### The task
Find every line in the records below that contains the word "wall", matching case exactly, and copy each of those lines.

------------

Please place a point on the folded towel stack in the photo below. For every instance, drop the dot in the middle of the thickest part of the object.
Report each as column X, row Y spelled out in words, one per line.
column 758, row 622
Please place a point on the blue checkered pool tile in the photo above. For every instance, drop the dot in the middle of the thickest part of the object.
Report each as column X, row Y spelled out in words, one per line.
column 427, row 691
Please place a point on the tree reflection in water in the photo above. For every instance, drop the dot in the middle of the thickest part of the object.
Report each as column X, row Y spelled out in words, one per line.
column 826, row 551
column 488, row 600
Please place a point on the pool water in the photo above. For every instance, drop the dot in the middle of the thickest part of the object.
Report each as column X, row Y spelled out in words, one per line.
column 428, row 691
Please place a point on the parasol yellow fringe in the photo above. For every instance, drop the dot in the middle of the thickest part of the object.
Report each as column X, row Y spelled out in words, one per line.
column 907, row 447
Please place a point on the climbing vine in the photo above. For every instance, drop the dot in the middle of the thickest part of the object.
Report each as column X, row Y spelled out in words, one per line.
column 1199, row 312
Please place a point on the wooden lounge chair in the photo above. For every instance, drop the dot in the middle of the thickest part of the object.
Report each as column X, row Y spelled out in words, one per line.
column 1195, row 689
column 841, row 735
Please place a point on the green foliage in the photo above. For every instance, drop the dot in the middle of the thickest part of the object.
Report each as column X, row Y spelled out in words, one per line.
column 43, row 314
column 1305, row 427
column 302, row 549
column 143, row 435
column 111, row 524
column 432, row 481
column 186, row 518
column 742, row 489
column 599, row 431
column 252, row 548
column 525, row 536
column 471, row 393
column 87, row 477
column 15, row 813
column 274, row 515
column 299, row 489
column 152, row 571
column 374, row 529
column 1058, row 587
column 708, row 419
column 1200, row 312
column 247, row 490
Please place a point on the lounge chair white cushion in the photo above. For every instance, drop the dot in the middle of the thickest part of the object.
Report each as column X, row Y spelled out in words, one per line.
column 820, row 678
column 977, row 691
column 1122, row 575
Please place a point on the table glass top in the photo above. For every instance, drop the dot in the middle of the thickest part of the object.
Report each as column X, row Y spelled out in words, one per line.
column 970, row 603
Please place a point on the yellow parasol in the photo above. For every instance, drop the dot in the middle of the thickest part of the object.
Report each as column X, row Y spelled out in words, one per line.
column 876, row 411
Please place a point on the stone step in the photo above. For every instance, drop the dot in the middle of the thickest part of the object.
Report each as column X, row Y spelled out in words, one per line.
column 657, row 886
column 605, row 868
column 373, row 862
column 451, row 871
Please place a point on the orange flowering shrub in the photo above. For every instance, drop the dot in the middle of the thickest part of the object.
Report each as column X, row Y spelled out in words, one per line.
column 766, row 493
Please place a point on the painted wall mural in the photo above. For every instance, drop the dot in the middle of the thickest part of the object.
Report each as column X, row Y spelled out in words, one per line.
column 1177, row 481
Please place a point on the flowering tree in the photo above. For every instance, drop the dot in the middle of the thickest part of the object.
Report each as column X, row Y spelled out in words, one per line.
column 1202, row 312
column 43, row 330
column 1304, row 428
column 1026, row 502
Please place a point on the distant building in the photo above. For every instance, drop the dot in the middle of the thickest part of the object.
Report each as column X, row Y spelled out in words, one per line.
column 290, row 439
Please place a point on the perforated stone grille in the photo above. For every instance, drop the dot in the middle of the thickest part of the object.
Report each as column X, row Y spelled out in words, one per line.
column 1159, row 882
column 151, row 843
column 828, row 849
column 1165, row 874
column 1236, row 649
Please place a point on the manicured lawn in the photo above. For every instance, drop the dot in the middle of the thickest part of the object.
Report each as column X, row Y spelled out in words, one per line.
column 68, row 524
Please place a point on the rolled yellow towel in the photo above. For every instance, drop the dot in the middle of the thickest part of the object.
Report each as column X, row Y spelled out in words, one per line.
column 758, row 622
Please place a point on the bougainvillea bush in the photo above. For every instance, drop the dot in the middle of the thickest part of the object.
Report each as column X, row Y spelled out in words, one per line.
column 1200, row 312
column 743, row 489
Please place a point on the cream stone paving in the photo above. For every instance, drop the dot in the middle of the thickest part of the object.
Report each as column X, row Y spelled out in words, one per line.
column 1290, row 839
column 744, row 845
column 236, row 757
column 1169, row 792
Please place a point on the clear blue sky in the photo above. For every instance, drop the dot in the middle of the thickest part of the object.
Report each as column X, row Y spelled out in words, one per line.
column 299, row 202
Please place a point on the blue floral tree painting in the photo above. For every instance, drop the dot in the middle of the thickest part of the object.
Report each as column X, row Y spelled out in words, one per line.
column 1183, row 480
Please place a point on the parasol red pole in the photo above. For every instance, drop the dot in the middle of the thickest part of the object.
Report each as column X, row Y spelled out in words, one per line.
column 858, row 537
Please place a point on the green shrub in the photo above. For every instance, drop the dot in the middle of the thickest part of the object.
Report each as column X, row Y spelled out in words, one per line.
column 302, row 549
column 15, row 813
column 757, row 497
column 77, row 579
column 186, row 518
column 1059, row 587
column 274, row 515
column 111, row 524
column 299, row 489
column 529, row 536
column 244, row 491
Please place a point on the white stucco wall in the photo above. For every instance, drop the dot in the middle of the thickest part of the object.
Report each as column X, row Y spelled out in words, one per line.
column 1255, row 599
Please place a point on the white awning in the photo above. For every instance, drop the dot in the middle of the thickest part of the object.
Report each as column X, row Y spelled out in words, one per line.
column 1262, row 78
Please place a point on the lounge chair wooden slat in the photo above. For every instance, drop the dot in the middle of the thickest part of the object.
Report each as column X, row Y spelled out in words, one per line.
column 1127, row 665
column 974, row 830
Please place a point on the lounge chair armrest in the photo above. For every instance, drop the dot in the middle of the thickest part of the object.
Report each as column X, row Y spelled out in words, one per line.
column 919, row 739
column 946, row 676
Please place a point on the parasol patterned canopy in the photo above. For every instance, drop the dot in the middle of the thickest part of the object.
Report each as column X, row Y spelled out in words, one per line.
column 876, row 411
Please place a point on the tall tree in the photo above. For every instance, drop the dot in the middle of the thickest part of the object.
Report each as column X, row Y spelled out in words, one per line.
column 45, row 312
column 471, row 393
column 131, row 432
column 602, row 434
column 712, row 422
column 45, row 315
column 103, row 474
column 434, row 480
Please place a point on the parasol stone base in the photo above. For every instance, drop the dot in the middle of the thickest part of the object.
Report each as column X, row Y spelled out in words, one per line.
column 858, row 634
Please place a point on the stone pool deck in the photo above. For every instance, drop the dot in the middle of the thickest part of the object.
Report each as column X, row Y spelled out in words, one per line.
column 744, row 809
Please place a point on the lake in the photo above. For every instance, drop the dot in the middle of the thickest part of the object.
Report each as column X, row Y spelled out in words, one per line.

------------

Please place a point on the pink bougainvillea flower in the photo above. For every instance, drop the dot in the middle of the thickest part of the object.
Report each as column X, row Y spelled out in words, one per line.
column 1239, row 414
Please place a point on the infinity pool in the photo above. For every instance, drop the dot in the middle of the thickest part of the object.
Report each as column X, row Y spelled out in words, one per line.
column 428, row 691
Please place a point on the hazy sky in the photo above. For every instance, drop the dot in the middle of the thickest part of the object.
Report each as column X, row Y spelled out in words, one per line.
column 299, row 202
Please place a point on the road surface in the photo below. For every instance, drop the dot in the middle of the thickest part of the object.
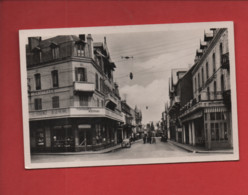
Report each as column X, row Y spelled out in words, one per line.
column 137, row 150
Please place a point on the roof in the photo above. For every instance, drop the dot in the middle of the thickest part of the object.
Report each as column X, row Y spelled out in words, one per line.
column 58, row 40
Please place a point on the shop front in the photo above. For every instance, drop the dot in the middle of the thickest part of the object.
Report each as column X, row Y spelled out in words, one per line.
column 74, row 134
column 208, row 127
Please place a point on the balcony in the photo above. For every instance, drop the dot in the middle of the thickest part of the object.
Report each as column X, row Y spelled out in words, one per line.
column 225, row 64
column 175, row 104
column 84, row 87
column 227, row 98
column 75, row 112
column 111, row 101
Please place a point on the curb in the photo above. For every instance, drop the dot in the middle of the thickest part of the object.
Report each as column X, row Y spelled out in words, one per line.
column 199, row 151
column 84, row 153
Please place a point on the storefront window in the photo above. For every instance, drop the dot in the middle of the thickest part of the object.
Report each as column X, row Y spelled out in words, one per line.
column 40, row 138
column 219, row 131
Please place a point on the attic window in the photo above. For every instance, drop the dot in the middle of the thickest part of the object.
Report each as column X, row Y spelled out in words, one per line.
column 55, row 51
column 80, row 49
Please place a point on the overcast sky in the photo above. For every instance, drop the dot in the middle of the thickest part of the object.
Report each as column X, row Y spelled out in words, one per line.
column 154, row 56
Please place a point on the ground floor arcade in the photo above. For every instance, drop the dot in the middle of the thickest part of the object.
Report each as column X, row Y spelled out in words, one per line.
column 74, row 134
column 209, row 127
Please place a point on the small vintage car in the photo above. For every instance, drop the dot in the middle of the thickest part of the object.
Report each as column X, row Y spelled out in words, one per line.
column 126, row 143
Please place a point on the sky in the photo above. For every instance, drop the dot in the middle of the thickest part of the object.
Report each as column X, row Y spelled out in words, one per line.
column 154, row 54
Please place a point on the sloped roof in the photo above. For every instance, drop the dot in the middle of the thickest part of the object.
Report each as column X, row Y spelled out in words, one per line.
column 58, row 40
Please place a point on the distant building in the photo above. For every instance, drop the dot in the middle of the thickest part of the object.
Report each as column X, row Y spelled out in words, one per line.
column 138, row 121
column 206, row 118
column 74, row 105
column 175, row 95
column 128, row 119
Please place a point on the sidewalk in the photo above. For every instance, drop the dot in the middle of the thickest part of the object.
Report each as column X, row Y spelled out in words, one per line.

------------

### Reply to the task
Please place a point on the painted wall mural in the photo above. For every instance, drop the dot in the middle of the thickest part of the object.
Please place a point on the white stucco wall in the photo above. For every instance, drop the dot in the middle of the thickest part of the object.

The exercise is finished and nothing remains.